━━ Records shown
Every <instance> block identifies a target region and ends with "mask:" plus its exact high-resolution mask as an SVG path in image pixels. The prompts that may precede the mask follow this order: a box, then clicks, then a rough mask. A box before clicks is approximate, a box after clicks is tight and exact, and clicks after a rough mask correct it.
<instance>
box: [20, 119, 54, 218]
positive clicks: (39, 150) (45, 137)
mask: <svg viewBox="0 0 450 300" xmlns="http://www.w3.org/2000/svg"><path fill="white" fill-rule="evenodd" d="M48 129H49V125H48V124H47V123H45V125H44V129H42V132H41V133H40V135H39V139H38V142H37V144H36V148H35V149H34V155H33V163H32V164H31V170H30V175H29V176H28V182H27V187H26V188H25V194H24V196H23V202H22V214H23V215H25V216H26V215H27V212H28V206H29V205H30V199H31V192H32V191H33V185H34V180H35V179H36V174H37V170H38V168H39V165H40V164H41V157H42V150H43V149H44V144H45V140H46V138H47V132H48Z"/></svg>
━━━━
About this task
Retype the listing above without a single difference.

Answer box
Every <instance> block identifies a target region and ends with "mask:" plus its exact high-resolution mask as an SVG path in image pixels. The prompts that may precede the mask follow this order: a box, then clicks, then a rough mask. A box before clicks is approximate, a box after clicks is tight and exact, and clicks after a rough mask correct it.
<instance>
box: [20, 119, 54, 218]
positive clicks: (39, 150) (45, 137)
mask: <svg viewBox="0 0 450 300" xmlns="http://www.w3.org/2000/svg"><path fill="white" fill-rule="evenodd" d="M48 129H49V125H48V124H47V123H45V125H44V129H42V132H41V133H40V135H39V139H38V142H37V144H36V148H35V149H34V155H33V163H32V164H31V170H30V175H29V176H28V182H27V187H26V188H25V194H24V196H23V202H22V214H23V215H25V216H26V215H27V212H28V206H29V205H30V199H31V192H32V191H33V185H34V180H35V179H36V174H37V170H38V168H39V165H40V164H41V157H42V150H43V149H44V144H45V140H46V138H47V132H48Z"/></svg>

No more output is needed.